WHAT NEEDS TO BE DONE.
Reproduce the items below from the line containing "line in the photo above." through the end of the items, both ends included, keeping each request unchanged. Multiply every coordinate in the answers by 1.55 and round to whole numbers, with halves rounded up.

— start PROVIDED INFORMATION —

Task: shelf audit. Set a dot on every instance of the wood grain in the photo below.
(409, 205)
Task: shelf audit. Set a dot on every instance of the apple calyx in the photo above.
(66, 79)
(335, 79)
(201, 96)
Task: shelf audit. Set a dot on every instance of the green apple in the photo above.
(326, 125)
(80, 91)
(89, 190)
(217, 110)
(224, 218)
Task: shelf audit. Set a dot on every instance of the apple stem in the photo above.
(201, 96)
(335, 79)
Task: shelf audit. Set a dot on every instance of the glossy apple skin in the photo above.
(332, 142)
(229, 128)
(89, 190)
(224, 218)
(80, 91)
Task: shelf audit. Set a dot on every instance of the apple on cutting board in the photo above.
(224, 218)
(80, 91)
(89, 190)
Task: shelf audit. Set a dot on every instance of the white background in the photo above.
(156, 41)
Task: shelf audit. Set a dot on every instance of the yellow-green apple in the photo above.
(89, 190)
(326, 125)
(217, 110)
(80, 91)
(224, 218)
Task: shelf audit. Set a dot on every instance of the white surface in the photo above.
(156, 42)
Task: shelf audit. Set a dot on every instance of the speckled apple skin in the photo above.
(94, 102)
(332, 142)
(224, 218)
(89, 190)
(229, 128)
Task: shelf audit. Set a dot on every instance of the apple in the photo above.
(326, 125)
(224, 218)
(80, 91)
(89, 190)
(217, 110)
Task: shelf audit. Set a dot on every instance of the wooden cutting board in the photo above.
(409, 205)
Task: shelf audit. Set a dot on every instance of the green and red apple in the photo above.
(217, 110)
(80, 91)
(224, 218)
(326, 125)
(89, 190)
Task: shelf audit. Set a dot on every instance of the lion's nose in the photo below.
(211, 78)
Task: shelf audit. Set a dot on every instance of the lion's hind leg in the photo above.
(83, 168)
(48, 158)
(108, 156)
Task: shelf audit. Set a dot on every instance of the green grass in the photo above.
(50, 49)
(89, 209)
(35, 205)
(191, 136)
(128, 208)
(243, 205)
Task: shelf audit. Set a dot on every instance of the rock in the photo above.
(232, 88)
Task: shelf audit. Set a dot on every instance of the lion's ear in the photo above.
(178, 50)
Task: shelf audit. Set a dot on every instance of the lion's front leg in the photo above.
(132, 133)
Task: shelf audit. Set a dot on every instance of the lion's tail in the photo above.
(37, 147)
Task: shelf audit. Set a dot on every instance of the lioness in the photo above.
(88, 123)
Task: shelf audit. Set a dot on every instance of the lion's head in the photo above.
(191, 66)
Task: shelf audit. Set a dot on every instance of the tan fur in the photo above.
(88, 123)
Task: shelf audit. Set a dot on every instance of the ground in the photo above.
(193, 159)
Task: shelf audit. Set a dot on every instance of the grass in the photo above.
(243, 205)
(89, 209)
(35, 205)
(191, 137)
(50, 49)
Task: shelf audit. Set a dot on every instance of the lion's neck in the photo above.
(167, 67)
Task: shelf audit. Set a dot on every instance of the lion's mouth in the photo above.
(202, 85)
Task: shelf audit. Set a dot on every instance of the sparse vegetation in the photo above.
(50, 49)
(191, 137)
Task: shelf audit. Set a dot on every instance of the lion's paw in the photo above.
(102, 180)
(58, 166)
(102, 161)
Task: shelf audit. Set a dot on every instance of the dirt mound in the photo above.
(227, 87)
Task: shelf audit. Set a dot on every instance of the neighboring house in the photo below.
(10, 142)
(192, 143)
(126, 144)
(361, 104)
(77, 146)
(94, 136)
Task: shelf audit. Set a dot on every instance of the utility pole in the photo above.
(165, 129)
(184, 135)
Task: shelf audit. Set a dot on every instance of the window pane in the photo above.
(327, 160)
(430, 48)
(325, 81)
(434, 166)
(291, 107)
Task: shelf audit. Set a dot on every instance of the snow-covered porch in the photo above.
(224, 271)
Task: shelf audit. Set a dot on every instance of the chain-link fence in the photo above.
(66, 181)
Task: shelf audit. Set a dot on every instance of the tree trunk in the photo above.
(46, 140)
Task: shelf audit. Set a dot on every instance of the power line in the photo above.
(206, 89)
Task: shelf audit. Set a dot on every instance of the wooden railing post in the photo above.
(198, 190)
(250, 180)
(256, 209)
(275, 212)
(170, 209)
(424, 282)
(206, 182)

— end PROVIDED INFORMATION —

FINAL ANSWER.
Task: shelf audit. Set a dot on every instance of the power line in the photo above.
(319, 138)
Task: shelf audit. Set a dot on every instance of the wooden railing post in the photo above.
(307, 295)
(388, 279)
(397, 324)
(426, 329)
(264, 324)
(657, 437)
(319, 282)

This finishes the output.